▶ Some records
+++++
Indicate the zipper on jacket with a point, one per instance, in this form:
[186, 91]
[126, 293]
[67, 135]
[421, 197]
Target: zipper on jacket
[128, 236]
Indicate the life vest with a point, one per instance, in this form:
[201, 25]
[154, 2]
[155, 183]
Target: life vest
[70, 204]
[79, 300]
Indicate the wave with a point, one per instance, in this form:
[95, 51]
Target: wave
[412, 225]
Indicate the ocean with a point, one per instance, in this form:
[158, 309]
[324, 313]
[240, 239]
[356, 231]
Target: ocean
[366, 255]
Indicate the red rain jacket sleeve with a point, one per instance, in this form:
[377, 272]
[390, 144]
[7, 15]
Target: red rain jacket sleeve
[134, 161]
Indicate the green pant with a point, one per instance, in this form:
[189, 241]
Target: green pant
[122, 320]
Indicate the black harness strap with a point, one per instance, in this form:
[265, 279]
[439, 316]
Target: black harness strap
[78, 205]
+++++
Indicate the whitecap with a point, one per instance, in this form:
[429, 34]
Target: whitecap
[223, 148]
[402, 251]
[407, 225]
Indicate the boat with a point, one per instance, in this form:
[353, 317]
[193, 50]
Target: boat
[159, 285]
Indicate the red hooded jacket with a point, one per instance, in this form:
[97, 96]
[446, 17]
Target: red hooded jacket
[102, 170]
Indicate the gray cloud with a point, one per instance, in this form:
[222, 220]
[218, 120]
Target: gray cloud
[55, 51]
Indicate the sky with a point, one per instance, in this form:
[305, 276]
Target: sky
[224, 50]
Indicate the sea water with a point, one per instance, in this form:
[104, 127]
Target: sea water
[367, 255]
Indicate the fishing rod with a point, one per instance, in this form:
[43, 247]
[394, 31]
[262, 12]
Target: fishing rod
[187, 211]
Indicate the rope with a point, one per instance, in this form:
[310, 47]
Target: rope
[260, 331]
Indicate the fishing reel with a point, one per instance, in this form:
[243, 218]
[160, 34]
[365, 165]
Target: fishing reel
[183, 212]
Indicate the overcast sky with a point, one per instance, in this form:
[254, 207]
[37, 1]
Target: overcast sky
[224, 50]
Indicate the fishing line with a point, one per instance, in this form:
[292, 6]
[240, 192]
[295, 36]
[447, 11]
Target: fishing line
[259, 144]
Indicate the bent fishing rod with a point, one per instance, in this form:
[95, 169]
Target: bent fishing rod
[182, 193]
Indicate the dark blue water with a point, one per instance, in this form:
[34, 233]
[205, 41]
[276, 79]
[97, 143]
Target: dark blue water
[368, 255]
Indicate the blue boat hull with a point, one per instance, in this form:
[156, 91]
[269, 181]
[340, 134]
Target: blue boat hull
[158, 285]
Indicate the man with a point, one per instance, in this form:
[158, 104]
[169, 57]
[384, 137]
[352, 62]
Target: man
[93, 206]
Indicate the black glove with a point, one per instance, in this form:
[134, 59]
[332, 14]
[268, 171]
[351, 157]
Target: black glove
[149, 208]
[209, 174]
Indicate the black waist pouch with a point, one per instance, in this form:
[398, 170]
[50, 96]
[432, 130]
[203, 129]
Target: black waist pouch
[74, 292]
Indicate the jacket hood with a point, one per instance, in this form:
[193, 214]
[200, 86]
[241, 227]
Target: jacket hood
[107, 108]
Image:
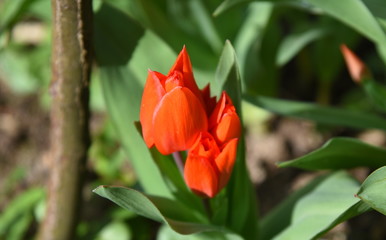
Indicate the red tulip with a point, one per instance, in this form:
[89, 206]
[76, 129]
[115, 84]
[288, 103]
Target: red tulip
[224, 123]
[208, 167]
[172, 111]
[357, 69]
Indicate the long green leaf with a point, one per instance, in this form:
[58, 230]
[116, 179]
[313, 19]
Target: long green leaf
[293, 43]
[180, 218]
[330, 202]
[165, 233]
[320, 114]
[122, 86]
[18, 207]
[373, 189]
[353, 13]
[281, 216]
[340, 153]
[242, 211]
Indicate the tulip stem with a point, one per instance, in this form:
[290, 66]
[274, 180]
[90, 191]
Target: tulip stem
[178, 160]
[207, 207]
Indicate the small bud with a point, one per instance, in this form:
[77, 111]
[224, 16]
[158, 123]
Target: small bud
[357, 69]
+++++
▶ AIM
Please report every line of the data above that contains the word "glove", copying each one in full.

▶ FULL ANSWER
Indicate the black glove with a point, one per instance, in this form:
Target: black glove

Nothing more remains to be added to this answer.